§ **Your goal**
Copy out the lines below word for word.

§ **Entries shown**
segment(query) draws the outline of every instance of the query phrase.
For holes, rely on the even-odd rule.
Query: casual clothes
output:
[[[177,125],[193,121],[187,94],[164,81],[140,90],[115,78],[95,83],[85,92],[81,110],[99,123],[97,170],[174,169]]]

§ **Answer to the task**
segment(query) draws the outline of every instance of the query phrase.
For holes, rely on the even-odd rule.
Query: casual clothes
output:
[[[177,125],[193,121],[187,94],[164,81],[140,90],[115,78],[95,83],[85,92],[81,110],[99,123],[97,170],[174,169]]]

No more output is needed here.